▶ _SOURCE DOCUMENT_
One of my colleagues had a great line in the newspaper Wednesday : "Thanksgiving never really looked like that Norman Rockwell illustration, the one that shows an apron-draped grandma serving a gigantic turkey to Caucasian kin aglow with beatific light." We've been manufacturing our own family T-Day traditions now for a while, embodying some of the Norman Rockwell goal but drifting pleasantly away.school
I ran my 10th consecutive Albuquerque Turkey race this year, in my 43rd year, thankful that I still have 5k in my legs. It's an incredible affair, run by a kinda goofy running shop owner, winding through the country club neighborhood and then out by the river. I don't race much any more - the turkey is the only race I've done the last couple of years. I keep a log of every race, and the times become a record of my aging. This year's was the slowest 5k I've run, and I take pleasure in the gentle aging that implies. There were some really old people out there still doing it, a good set of role models.
Mom and Dad came over late morning, and we ate some of the most fabulous cheese for lunch, then cleared off the table and started the puzzle.
The puzzle is a more recent tradition - a big all-day jigsaw puzzle fest. This year we did a map of LA, where we'd all spent decades of our lives. It was a hoot, finding the places in isolation, then figuring out how to assemble them. Lissa did the San Fernando Valley, Mom, cheerfully proud that her fading eyesight still let her do the puzzle, did San Bernardino, Dad did the mountains and I marched up and down the Pacific Coast Highway, past the Santa Monica Pier and down to the beaches of Laguna that I love so much. Only Nora was left out, too young when we left LA to remember any of that.

▶ _SUPPLIED ENTRIES_
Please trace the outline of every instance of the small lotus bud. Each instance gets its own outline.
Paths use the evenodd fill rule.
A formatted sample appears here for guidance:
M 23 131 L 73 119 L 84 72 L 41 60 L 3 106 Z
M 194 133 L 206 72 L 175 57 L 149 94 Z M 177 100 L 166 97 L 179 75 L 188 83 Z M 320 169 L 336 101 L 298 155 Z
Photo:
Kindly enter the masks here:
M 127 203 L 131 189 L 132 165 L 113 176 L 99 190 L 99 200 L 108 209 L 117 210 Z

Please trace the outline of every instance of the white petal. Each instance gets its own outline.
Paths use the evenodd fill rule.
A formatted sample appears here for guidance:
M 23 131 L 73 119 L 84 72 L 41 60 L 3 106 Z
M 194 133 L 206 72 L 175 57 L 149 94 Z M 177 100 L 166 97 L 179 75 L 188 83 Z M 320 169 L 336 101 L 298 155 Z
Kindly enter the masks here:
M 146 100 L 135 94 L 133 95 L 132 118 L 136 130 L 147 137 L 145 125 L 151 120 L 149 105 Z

▶ _WORK REQUEST_
In the Thanksgiving account, which part of the Los Angeles map puzzle did Lissa assemble?

▶ _WORKED SOLUTION_
The San Fernando Valley.